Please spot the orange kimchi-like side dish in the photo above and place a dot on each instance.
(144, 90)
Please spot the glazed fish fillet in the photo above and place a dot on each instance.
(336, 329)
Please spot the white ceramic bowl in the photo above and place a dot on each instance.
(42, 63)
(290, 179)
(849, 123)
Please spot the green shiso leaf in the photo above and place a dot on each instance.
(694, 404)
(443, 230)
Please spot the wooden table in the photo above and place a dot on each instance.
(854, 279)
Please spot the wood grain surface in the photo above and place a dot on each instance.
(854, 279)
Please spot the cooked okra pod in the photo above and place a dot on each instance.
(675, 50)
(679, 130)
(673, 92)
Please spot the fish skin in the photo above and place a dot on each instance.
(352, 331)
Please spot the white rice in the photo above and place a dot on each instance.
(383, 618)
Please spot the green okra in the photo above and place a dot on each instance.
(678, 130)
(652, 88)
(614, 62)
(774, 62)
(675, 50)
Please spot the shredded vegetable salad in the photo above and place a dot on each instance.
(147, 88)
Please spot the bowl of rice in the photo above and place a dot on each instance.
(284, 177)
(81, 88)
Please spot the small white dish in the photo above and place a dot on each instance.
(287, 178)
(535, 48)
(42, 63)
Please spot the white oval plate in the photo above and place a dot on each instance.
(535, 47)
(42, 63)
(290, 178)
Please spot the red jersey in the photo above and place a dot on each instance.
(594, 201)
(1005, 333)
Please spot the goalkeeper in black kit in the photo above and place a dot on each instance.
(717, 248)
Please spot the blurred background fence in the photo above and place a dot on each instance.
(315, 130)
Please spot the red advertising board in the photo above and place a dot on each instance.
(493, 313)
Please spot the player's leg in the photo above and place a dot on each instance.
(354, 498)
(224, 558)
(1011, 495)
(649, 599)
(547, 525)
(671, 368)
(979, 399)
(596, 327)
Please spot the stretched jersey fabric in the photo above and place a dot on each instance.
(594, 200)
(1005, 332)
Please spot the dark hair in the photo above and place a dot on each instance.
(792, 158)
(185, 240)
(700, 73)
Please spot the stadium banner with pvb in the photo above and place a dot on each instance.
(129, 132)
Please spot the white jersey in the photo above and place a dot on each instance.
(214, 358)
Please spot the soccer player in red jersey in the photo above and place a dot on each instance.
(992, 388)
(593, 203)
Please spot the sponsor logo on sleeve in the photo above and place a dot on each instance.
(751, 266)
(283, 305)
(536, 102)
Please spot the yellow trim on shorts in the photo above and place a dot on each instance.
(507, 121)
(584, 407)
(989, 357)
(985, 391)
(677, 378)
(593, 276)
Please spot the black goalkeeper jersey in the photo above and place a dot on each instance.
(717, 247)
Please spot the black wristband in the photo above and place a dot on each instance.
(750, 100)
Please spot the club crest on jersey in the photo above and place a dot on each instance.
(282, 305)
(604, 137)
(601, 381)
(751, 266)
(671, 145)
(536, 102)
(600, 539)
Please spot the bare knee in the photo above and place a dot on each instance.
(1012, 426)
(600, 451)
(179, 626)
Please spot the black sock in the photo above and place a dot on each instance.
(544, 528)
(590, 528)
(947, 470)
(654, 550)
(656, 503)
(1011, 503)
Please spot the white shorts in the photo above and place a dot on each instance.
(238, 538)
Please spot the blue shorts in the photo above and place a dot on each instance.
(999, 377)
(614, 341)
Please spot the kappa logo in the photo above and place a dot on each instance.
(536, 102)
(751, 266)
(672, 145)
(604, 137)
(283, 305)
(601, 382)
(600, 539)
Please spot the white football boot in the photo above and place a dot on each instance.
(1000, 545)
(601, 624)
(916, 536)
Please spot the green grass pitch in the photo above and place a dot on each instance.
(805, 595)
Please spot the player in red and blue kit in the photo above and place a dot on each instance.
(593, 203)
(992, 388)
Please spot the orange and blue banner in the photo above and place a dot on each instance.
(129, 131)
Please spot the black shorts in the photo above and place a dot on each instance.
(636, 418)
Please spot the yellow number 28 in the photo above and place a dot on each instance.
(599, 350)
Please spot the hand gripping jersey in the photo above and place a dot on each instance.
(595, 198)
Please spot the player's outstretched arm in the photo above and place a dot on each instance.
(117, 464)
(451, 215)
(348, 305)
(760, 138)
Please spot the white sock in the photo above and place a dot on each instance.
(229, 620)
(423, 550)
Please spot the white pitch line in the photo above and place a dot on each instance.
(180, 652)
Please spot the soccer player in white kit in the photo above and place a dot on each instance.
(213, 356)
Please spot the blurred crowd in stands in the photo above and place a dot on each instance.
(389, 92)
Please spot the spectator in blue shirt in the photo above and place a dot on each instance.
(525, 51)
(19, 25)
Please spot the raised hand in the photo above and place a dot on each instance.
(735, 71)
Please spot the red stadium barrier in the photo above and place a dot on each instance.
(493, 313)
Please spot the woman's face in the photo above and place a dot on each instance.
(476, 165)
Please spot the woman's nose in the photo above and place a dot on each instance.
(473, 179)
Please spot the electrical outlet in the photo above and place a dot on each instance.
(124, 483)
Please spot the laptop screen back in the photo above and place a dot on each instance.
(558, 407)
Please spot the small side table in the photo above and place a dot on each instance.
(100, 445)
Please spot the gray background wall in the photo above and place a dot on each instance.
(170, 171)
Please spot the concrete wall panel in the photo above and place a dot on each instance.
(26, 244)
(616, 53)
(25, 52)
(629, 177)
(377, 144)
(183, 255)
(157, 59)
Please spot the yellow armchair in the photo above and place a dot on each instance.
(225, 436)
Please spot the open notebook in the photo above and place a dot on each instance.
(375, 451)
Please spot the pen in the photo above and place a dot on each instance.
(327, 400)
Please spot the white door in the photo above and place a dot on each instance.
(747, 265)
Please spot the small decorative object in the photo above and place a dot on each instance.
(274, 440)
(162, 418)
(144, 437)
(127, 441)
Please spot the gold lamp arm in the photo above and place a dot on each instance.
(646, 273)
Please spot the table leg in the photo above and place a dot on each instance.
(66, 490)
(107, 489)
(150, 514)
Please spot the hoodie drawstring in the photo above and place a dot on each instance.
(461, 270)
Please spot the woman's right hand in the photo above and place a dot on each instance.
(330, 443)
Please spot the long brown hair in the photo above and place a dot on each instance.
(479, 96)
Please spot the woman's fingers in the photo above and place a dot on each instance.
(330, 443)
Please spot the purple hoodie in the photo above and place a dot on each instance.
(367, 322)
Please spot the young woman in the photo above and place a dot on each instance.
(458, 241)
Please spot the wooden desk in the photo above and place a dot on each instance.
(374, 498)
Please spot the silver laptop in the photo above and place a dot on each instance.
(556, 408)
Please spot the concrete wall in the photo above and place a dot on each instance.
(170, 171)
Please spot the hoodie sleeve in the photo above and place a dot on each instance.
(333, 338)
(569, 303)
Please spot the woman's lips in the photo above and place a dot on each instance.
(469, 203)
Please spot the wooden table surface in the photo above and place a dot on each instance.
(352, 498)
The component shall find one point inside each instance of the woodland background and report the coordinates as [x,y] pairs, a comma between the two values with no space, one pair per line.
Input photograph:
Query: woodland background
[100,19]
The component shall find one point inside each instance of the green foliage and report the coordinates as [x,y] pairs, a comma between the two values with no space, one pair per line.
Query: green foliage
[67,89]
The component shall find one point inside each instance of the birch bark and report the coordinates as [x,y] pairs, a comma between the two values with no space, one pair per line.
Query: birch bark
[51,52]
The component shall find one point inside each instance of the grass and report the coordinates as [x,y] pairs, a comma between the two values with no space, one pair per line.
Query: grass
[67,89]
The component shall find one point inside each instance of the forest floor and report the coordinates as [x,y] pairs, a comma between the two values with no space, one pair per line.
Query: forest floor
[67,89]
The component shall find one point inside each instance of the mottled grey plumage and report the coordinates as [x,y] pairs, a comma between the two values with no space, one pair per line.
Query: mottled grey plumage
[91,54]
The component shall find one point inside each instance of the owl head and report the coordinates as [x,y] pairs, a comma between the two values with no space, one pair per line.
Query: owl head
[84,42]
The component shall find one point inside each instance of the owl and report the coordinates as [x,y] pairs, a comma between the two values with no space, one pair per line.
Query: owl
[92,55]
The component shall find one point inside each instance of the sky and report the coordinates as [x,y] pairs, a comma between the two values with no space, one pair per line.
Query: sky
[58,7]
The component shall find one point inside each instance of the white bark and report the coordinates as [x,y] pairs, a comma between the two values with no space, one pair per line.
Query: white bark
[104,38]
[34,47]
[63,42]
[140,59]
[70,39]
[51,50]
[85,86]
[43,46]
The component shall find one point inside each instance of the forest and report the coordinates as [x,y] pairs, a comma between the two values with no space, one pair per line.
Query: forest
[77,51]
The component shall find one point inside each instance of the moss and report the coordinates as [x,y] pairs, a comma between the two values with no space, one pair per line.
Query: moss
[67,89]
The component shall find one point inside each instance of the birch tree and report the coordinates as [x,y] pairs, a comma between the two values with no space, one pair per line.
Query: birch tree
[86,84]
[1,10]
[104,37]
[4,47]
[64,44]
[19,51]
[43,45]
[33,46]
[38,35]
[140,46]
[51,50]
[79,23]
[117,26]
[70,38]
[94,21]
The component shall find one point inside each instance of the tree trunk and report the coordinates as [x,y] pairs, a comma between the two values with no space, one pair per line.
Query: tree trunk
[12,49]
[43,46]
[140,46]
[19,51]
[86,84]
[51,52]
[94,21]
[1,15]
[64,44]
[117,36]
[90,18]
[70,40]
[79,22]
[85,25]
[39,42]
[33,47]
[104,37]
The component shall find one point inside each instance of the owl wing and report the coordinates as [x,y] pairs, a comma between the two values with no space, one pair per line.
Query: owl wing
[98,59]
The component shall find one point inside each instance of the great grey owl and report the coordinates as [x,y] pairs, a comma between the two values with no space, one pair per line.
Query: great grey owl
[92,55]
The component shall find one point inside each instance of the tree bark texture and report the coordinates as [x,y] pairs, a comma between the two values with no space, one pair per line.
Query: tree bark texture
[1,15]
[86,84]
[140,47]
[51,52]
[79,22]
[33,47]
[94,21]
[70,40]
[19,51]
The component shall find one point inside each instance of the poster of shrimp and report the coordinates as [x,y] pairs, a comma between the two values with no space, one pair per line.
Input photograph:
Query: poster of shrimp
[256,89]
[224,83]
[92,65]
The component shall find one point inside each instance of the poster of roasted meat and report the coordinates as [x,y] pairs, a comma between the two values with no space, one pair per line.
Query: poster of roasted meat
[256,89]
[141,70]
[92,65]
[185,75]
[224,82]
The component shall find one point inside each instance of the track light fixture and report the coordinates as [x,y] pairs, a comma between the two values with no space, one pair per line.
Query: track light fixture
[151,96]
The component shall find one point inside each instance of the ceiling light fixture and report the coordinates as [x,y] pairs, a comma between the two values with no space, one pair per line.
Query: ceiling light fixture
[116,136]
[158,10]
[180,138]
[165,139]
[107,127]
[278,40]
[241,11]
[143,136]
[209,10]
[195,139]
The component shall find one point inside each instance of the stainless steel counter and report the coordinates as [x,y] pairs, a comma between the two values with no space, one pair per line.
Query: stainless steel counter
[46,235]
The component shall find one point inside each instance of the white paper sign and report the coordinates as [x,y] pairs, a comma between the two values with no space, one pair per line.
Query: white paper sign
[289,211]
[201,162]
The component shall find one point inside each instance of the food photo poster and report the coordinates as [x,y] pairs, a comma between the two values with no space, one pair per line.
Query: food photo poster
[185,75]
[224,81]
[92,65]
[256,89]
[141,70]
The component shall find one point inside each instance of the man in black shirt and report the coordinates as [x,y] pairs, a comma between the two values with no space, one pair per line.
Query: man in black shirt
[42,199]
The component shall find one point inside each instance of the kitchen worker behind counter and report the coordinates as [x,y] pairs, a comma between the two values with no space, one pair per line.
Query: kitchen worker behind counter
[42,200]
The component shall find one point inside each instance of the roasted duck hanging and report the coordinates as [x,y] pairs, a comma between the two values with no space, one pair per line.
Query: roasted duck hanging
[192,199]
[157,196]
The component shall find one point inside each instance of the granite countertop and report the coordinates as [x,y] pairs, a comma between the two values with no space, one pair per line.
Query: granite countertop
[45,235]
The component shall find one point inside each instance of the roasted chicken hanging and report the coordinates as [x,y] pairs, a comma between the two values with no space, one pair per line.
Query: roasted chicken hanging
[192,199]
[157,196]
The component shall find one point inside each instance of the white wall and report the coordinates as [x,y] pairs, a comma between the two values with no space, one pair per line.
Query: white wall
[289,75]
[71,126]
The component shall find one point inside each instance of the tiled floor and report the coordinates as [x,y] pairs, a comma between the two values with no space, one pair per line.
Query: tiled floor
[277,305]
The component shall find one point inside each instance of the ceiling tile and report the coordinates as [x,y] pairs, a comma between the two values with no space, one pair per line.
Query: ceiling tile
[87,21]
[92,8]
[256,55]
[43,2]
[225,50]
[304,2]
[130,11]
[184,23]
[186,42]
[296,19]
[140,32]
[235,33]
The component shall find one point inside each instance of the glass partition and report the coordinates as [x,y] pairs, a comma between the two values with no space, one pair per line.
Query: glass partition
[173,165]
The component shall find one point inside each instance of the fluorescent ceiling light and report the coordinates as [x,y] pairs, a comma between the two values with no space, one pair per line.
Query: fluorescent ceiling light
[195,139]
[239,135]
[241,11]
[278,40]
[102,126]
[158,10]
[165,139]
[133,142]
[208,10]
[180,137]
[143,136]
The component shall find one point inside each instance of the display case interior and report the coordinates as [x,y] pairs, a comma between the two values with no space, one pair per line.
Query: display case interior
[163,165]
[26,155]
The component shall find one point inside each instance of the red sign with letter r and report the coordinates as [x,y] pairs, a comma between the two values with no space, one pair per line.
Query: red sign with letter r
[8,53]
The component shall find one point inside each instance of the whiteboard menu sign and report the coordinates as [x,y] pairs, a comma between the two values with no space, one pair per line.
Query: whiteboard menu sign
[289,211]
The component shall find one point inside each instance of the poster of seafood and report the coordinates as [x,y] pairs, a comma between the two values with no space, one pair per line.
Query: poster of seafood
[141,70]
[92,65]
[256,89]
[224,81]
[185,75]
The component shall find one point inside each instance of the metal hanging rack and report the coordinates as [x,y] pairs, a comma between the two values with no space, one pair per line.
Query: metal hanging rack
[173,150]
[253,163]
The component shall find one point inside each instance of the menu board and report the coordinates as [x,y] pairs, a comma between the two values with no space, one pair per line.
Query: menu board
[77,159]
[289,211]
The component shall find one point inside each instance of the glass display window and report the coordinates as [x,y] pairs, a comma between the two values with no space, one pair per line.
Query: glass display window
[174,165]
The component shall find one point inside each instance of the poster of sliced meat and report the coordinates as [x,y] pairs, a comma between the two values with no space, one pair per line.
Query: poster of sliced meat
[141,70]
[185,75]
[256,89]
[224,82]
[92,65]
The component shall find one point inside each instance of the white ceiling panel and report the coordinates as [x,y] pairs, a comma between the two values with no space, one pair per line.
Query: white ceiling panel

# Work instruction
Among the entries above, locate the lines containing "Please spot the wooden table surface" and "the white bark", and transcribe exactly those two lines and all lines between.

# Task solution
Please spot the wooden table surface in the photo above and place a dot on each instance.
(352, 498)
The component shall find one point inside each instance of the woodland background and report the coordinates as [x,y] pairs, a comma between the two values with no space, one pair per line.
Input photograph:
Query: woodland background
[100,19]
The component shall find one point inside each instance of the green foliage and report the coordinates as [x,y] pairs, a comma between the two values with no space, one pair per line.
Query: green foliage
[67,89]
The component shall find one point inside each instance of the birch bark and report the coordinates as [x,y] pairs, a comma between the two values with no space, one pair per line.
Query: birch bark
[51,52]
The component shall find one point inside each instance of the grass and report the coordinates as [x,y] pairs, a comma between the two values with no space, one pair per line.
Query: grass
[67,89]
The component shall find one point inside each instance of the forest floor and report the coordinates as [x,y] pairs, a comma between the two values with no space, one pair per line.
Query: forest floor
[67,89]
The component shall find one point inside each instance of the mottled grey plumage and report the coordinates as [x,y] pairs, a comma between the two values with no space, one pair per line.
Query: mottled grey plumage
[91,54]
The component shall find one point inside each instance of the owl head and report the coordinates as [x,y] pairs, a comma between the two values with no space, one pair per line.
Query: owl head
[84,42]
The component shall find one point inside each instance of the owl and report the coordinates as [x,y] pairs, a comma between the two values with no space, one pair per line.
Query: owl
[92,55]
The component shall find one point inside each instance of the sky and report the coordinates as [x,y] pairs, a comma between the two values with no space, one pair per line.
Query: sky
[58,7]
The component shall find one point inside each instance of the white bark and report the coordinates as [x,y] pairs, a comma between the two values with no space, one pair per line.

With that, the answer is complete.